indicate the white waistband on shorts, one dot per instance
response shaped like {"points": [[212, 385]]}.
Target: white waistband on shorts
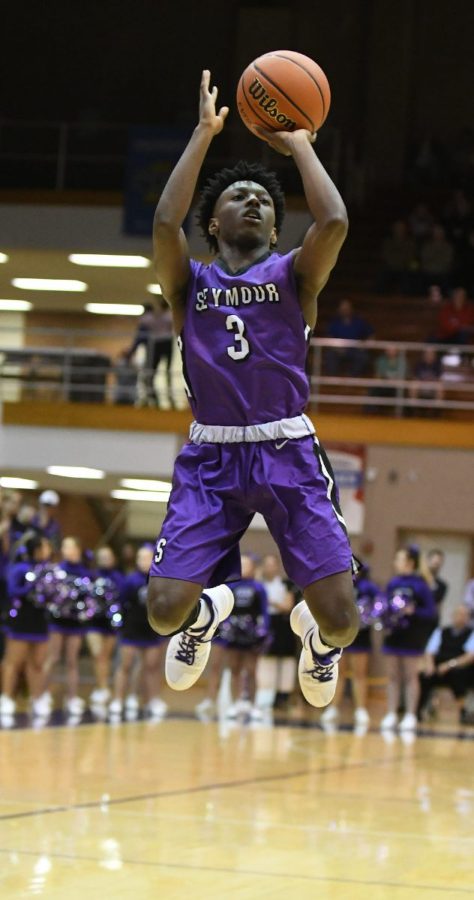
{"points": [[298, 426]]}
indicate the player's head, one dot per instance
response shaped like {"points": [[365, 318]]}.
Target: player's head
{"points": [[244, 205], [247, 564], [71, 549]]}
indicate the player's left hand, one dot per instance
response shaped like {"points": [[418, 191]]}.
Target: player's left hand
{"points": [[284, 141]]}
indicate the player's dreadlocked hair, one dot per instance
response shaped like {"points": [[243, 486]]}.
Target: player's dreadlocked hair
{"points": [[242, 171]]}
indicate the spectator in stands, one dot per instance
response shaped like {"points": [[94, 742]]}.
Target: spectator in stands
{"points": [[426, 384], [420, 223], [398, 256], [449, 661], [45, 520], [439, 587], [155, 333], [389, 366], [466, 262], [456, 319], [468, 600], [436, 259], [458, 219], [351, 361]]}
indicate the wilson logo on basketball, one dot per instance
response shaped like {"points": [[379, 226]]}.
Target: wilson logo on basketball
{"points": [[269, 105]]}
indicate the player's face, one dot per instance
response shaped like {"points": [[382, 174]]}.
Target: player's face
{"points": [[244, 213]]}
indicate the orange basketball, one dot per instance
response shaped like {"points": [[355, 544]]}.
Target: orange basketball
{"points": [[283, 91]]}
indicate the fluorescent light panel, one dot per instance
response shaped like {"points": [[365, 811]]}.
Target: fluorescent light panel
{"points": [[140, 496], [49, 284], [145, 484], [24, 484], [75, 472], [113, 260], [115, 309], [15, 305]]}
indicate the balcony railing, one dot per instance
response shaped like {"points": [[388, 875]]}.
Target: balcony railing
{"points": [[65, 365]]}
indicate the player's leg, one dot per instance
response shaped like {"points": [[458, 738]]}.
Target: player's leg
{"points": [[394, 681], [410, 669], [15, 658]]}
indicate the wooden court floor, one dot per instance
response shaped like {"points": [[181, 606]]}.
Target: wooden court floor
{"points": [[186, 809]]}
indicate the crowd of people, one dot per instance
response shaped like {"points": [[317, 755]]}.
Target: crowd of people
{"points": [[60, 602], [429, 248]]}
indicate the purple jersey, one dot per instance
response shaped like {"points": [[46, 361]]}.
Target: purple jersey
{"points": [[244, 343]]}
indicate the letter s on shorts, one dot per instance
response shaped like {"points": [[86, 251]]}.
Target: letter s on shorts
{"points": [[160, 548]]}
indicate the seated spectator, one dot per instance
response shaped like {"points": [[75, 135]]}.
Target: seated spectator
{"points": [[420, 223], [456, 319], [351, 361], [436, 259], [449, 661], [426, 384], [397, 256], [389, 366], [458, 219]]}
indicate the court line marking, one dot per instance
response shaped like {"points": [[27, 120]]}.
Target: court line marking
{"points": [[177, 792], [254, 872]]}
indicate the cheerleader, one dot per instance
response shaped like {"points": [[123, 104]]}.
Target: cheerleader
{"points": [[276, 671], [26, 629], [138, 641], [354, 662], [102, 634], [243, 633], [66, 632], [405, 642]]}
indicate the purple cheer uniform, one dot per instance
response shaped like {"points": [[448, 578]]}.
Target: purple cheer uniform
{"points": [[244, 344], [409, 637]]}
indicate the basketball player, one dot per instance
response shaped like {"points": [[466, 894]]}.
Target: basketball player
{"points": [[244, 322]]}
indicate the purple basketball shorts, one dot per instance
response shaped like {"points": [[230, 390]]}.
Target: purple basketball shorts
{"points": [[217, 488]]}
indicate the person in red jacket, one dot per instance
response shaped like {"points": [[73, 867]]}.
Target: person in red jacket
{"points": [[456, 319]]}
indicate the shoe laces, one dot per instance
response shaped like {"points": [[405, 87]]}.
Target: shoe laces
{"points": [[189, 645]]}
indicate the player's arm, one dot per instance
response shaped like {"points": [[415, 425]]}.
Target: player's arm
{"points": [[170, 248], [317, 256]]}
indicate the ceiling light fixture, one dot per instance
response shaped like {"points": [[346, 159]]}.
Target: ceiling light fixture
{"points": [[113, 260], [15, 305], [75, 472], [49, 284], [140, 496], [115, 309], [146, 484], [23, 484]]}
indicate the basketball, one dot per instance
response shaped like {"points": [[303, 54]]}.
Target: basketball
{"points": [[282, 91]]}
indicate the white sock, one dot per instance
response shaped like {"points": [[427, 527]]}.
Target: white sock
{"points": [[318, 644]]}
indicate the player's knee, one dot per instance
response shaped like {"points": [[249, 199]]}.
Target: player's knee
{"points": [[169, 604]]}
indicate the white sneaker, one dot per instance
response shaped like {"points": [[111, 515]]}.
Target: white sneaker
{"points": [[41, 706], [361, 717], [157, 707], [188, 651], [330, 715], [99, 697], [7, 706], [132, 703], [408, 723], [256, 714], [115, 708], [75, 706], [318, 666], [205, 709], [389, 722]]}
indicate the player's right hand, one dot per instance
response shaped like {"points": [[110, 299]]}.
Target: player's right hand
{"points": [[208, 115]]}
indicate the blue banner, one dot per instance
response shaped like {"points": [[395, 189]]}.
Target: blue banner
{"points": [[152, 153]]}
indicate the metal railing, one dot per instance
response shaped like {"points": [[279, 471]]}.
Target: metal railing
{"points": [[67, 366]]}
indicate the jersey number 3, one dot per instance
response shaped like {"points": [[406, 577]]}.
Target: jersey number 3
{"points": [[241, 347]]}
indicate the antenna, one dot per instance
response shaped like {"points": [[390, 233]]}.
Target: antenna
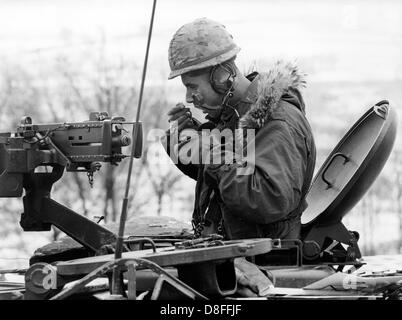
{"points": [[136, 152]]}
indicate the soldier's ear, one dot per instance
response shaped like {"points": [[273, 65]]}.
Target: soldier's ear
{"points": [[222, 77]]}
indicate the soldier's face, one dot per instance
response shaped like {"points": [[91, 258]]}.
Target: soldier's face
{"points": [[200, 93]]}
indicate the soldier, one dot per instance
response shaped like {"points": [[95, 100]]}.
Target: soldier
{"points": [[269, 201]]}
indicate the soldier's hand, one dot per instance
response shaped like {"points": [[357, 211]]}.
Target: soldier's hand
{"points": [[182, 115]]}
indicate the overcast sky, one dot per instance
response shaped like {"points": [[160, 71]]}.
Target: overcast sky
{"points": [[346, 40]]}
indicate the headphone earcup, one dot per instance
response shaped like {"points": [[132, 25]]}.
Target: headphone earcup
{"points": [[221, 79]]}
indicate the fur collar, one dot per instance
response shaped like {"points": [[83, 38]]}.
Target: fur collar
{"points": [[281, 79]]}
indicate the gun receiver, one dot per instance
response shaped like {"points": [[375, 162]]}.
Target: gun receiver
{"points": [[78, 146]]}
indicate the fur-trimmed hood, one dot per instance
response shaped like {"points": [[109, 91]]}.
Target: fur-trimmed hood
{"points": [[283, 81]]}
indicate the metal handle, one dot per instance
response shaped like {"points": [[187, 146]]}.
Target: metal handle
{"points": [[338, 154]]}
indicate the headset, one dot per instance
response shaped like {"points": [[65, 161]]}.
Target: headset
{"points": [[222, 78]]}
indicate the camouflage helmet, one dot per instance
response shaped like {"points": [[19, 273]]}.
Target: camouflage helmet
{"points": [[200, 44]]}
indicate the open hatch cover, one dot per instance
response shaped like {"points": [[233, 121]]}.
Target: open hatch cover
{"points": [[352, 167]]}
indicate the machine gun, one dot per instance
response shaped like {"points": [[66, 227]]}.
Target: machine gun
{"points": [[77, 146]]}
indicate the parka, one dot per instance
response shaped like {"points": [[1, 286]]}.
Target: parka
{"points": [[269, 201]]}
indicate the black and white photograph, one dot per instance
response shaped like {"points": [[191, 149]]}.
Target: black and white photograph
{"points": [[200, 156]]}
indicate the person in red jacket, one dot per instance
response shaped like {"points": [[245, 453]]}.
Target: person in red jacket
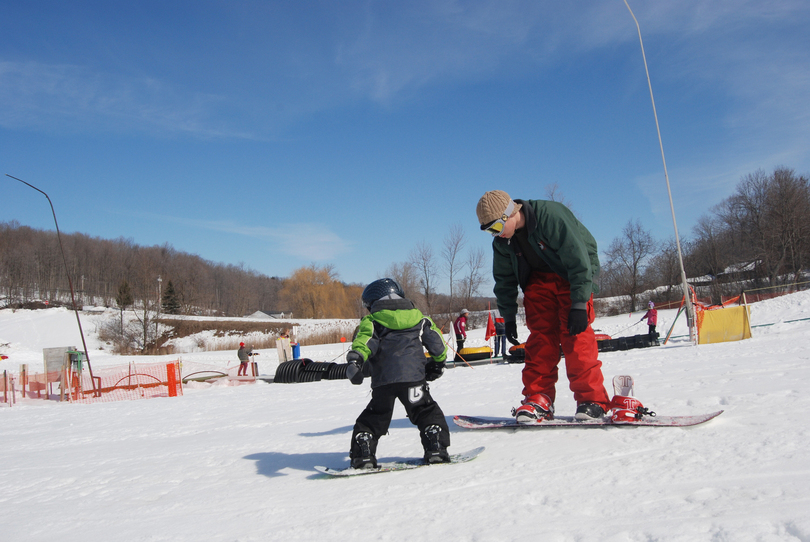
{"points": [[652, 318], [460, 327], [542, 249]]}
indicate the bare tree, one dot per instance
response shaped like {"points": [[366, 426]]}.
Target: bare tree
{"points": [[470, 284], [626, 259], [424, 262], [665, 270], [451, 251], [406, 276]]}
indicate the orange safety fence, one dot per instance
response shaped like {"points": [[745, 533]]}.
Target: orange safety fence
{"points": [[113, 383]]}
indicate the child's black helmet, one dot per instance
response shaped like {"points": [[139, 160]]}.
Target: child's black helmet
{"points": [[379, 289]]}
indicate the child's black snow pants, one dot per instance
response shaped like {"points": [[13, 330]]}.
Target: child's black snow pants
{"points": [[420, 407]]}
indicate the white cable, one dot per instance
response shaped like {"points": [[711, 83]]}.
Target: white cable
{"points": [[689, 308]]}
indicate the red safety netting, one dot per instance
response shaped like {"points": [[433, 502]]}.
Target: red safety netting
{"points": [[123, 383]]}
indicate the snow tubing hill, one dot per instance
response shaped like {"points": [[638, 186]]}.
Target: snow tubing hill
{"points": [[473, 354], [306, 370], [627, 343], [516, 354]]}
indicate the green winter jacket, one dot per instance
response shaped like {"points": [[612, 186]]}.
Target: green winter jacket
{"points": [[393, 339], [561, 241]]}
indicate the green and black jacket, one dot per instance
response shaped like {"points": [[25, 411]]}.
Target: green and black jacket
{"points": [[393, 338]]}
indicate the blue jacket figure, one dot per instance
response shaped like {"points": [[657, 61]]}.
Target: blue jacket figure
{"points": [[392, 340]]}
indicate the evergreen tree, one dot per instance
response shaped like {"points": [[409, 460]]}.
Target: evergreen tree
{"points": [[170, 302]]}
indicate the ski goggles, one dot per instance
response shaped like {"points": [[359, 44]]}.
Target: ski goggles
{"points": [[496, 226]]}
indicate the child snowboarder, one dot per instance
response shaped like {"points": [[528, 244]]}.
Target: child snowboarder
{"points": [[391, 340]]}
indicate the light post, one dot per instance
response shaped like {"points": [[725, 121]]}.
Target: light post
{"points": [[160, 295]]}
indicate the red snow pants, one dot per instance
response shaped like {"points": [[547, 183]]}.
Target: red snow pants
{"points": [[547, 300]]}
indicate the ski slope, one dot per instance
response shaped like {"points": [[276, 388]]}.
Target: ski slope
{"points": [[225, 463]]}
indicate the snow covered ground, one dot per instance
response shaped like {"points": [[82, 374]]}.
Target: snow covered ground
{"points": [[235, 463]]}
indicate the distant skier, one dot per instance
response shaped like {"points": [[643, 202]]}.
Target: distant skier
{"points": [[460, 327], [500, 337], [652, 319], [244, 356], [391, 339]]}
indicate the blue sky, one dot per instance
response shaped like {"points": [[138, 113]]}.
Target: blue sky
{"points": [[280, 134]]}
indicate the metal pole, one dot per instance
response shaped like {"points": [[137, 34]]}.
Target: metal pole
{"points": [[67, 272], [690, 310]]}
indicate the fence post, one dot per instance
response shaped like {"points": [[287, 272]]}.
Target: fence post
{"points": [[171, 370]]}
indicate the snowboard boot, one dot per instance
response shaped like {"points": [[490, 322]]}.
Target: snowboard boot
{"points": [[363, 449], [627, 409], [435, 451], [589, 411], [534, 409]]}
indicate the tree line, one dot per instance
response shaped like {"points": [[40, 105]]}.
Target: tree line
{"points": [[757, 237], [759, 234]]}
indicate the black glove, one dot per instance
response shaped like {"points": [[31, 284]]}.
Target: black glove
{"points": [[354, 372], [433, 370], [511, 332], [577, 321]]}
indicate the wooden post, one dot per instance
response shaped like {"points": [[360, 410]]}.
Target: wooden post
{"points": [[23, 377], [171, 370]]}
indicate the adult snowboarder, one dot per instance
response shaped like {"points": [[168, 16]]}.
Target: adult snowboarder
{"points": [[391, 338], [541, 247]]}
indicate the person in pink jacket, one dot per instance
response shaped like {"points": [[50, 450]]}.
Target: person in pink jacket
{"points": [[652, 318]]}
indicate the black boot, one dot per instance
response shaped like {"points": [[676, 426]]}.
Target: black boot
{"points": [[435, 451], [363, 449]]}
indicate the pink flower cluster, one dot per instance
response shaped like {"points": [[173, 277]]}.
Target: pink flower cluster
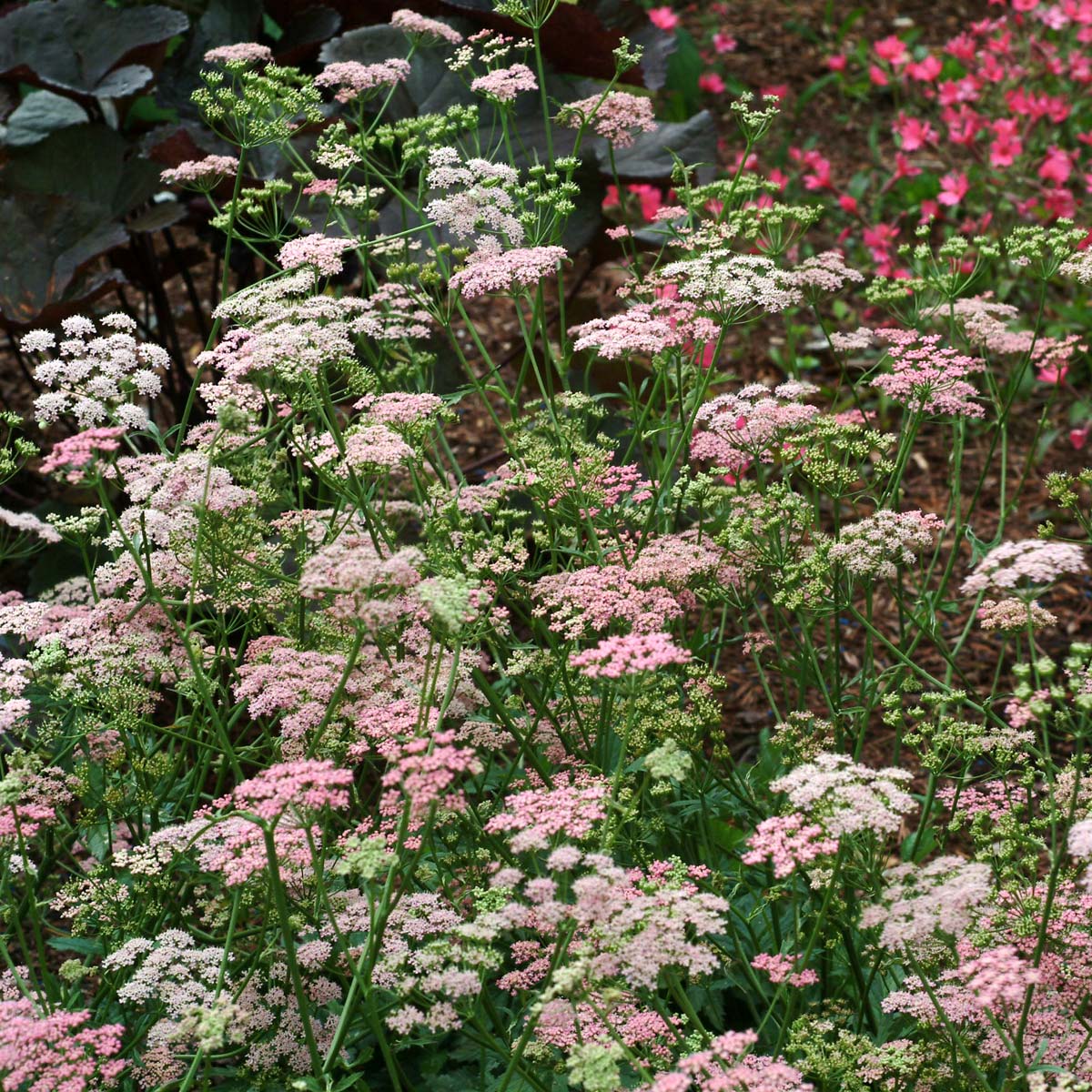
{"points": [[352, 79], [616, 117], [304, 785], [75, 453], [56, 1052], [780, 967], [321, 251], [632, 654], [503, 85], [726, 1066], [535, 816], [845, 797], [787, 842], [415, 25], [202, 174], [491, 271], [877, 545], [241, 53], [927, 377], [1025, 562]]}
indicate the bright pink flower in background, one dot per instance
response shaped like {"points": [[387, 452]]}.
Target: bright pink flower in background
{"points": [[1053, 374], [893, 50], [1007, 146], [1057, 167], [817, 167], [904, 168], [954, 188], [651, 197], [925, 70], [663, 17], [913, 132]]}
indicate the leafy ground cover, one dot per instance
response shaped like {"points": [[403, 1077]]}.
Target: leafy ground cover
{"points": [[606, 606]]}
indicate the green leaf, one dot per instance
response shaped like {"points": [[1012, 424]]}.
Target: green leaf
{"points": [[77, 45], [41, 114], [83, 945]]}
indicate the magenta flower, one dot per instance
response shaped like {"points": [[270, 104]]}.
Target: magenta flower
{"points": [[663, 17]]}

▶ **ACTION ITEM**:
Of the records above, print only the lines from the one containing "indicate the tree line, one dot per instance" through the one containing "indicate the magenta", inclusive and unaltered, leaving out pictures.

▶ **EXERCISE OUTPUT**:
indicate the tree line, one dot per instance
response shaped like {"points": [[40, 105]]}.
Target: tree line
{"points": [[757, 237], [759, 234]]}
indicate the black glove, one dot per instance
response shaped like {"points": [[31, 284]]}.
Target: black glove
{"points": [[354, 372], [433, 370], [511, 332], [577, 321]]}
indicate the wooden post, one dot per instance
response shaped like {"points": [[360, 410]]}.
Target: wooden post
{"points": [[23, 377], [171, 370]]}
indicate the adult snowboarder, one dot per instance
response shaped like {"points": [[168, 16]]}.
Target: adult snowboarder
{"points": [[391, 338], [541, 247]]}
indicate the person in pink jacket, one dot per instance
response shaped like {"points": [[50, 450]]}.
Target: person in pink jacket
{"points": [[652, 318]]}
indicate the black boot, one dot per instance
response shaped like {"points": [[676, 426]]}.
Target: black boot
{"points": [[435, 451], [363, 449]]}
indicate the pink flower cluster, one dot per instance
response shaped like {"points": [[173, 277]]}.
Target: pink flower cluster
{"points": [[352, 79], [616, 117], [304, 785], [75, 453], [56, 1052], [780, 967], [321, 251], [632, 654], [503, 85], [726, 1066], [535, 816], [845, 797], [787, 842], [415, 25], [202, 174], [491, 271], [877, 545], [241, 53], [927, 377], [1025, 562]]}
indicate the bright pink flower in background, one dot per instance
response shaped like {"points": [[387, 452]]}.
Target: bright pink flower in background
{"points": [[1053, 374], [893, 50], [1007, 146], [1057, 167], [817, 167], [904, 168], [954, 188], [651, 197], [925, 70], [663, 17], [913, 132]]}
indicate the leafy ground cover, one dot per instance
response shaped like {"points": [[403, 1077]]}.
Target: leafy ground cover
{"points": [[606, 606]]}
indicate the green leaf, one dot per instance
response shaped like {"points": [[1012, 424]]}.
Target: green leaf
{"points": [[77, 45], [41, 114], [83, 945]]}
indicate the magenta flower, one dot per instance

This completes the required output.